>>>

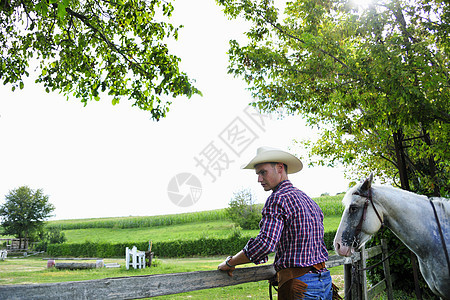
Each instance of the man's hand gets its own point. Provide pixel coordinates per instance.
(224, 267)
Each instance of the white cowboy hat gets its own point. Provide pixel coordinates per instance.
(268, 154)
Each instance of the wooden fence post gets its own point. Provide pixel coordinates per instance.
(387, 270)
(348, 286)
(363, 273)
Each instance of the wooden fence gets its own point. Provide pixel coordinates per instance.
(136, 287)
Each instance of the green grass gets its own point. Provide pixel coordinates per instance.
(137, 222)
(34, 270)
(330, 205)
(189, 231)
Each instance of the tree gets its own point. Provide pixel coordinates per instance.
(376, 81)
(243, 211)
(89, 48)
(24, 212)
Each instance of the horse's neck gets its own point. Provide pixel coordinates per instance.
(406, 214)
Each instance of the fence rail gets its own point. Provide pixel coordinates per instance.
(136, 287)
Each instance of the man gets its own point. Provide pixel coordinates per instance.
(292, 227)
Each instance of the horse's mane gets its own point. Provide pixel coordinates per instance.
(388, 188)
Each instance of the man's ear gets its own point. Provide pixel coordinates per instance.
(280, 167)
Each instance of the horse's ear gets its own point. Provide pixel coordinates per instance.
(367, 183)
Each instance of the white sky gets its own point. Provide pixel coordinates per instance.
(109, 161)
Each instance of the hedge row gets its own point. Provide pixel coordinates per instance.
(179, 248)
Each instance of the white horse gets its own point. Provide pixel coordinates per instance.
(410, 217)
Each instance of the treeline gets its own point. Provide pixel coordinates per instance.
(330, 205)
(179, 248)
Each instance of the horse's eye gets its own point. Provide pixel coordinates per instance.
(353, 209)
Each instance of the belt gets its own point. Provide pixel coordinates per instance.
(287, 274)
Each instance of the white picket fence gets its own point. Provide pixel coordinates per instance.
(135, 258)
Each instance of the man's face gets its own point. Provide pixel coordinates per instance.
(269, 175)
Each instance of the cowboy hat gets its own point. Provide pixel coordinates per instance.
(268, 154)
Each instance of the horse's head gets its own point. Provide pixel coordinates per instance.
(359, 220)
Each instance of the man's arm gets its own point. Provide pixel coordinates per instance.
(238, 259)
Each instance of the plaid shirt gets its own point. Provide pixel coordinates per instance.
(292, 226)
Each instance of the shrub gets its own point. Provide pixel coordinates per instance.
(50, 236)
(179, 248)
(243, 211)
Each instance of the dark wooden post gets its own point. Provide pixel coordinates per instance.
(387, 270)
(401, 164)
(348, 282)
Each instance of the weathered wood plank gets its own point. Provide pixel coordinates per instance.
(136, 287)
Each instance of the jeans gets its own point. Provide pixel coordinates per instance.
(319, 286)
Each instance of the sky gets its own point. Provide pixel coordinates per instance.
(110, 161)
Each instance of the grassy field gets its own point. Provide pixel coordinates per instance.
(165, 233)
(155, 228)
(34, 270)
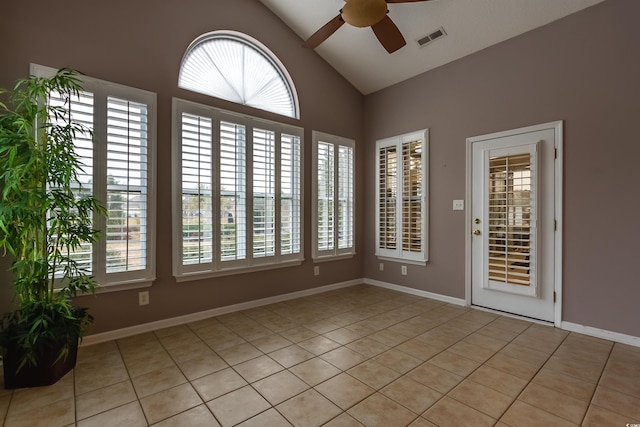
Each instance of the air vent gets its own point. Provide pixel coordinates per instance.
(423, 41)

<<<

- **Work to be completed**: Beginning with the line with "Each instance of the white sky", repeat the entries above exactly, up to and including the last line, leaving out pictures.

- **The solution**:
Each instance of the white sky gets its own point. Provide pixel coordinates per instance.
(109, 161)
Each instance of the hedge row gets its own point. Provide pixel coordinates per instance.
(179, 248)
Each instance of the white horse gets its own point. Provide pixel coordinates per instance.
(410, 217)
Each instance of the treeline gets its own point. Provide pixel coordinates per instance.
(330, 205)
(179, 248)
Each instance of the horse's eye gets its own point. Provide pixel coordinates per instance.
(353, 209)
Each instance of the belt gets its own point. Provide pixel coordinates per instance.
(287, 274)
Each instance of the white picket fence gets its own point. Provide pixel coordinates per instance.
(135, 258)
Each instance of the man's face gets its own point. Provide pixel coordinates per instance.
(269, 175)
Each instance of the cowboy hat gets its own point. Provide pixel coordinates per instance.
(268, 154)
Each instance of the horse's head gets its own point. Provide pixel coordinates per instance.
(359, 220)
Each instance of the man's arm gets its own point. Provide pixel coordinates per instance.
(238, 259)
Each instance of the plaid shirt gets its own point. Provide pixel coordinates per instance.
(292, 226)
Each instance of the shrub gets its own point. Provide pixel coordinates per instance.
(50, 236)
(179, 248)
(243, 211)
Each instance of the dark wooden post gets its own point. Provide pixel coordinates per instance.
(387, 270)
(401, 164)
(348, 282)
Each instance of the weathered wood plank gets its own point. Provide pixel coordinates per instance.
(136, 287)
Each instance of the jeans gets its own point. Provide pixel coordinates per instance.
(319, 286)
Each instance of the sky gets its own point. Provide pixel coordinates per instance.
(110, 161)
Each instance of the grassy field gets its own point. Provide pixel coordinates per instance.
(165, 233)
(155, 228)
(34, 270)
Each instance of the air vent gets its own point. Provide pixel coordinates per instance.
(423, 41)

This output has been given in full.